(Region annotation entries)
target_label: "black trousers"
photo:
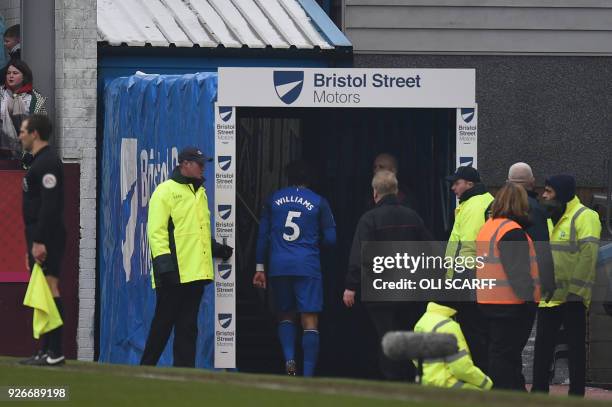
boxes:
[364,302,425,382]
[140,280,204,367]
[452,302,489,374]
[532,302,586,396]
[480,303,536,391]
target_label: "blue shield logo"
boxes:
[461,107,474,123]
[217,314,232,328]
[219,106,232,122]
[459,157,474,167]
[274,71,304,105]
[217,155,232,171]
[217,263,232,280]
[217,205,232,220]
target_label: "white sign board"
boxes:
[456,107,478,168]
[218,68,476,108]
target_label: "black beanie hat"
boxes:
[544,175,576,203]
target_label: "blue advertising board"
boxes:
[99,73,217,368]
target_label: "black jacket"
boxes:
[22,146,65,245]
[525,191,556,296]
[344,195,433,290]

...

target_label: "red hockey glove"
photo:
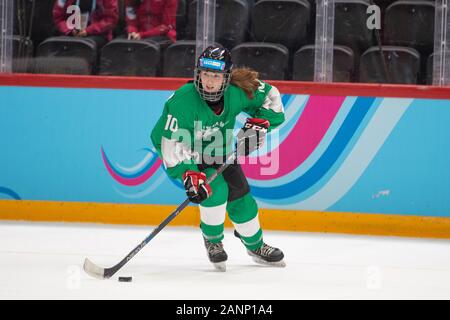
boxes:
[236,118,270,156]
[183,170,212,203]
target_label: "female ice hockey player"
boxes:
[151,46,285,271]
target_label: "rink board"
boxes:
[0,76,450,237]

--

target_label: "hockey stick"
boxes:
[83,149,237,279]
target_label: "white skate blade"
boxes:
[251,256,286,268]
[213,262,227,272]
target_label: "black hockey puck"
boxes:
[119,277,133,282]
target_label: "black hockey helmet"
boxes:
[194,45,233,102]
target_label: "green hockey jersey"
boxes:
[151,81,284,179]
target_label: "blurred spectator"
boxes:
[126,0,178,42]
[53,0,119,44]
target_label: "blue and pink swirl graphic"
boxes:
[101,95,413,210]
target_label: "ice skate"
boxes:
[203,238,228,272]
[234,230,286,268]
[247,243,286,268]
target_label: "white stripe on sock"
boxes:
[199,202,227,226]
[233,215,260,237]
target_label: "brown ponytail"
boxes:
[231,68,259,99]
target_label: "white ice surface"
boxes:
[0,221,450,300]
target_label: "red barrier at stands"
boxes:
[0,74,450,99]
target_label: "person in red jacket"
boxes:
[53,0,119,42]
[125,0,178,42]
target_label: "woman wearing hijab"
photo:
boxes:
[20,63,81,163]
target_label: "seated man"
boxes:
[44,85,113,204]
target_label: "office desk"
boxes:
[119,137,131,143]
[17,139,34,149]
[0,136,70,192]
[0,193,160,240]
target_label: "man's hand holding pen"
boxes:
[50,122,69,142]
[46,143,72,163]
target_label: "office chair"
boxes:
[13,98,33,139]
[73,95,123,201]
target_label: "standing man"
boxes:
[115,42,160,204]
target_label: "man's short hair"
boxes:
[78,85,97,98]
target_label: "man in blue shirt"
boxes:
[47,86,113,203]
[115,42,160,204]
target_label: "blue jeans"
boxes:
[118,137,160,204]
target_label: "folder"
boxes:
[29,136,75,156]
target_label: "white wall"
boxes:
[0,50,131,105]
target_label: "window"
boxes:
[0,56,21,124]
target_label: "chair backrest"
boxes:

■ **Stated problem**: State how many lines of the data above contain the word "black", giving only the number.

■ **Answer below**: 5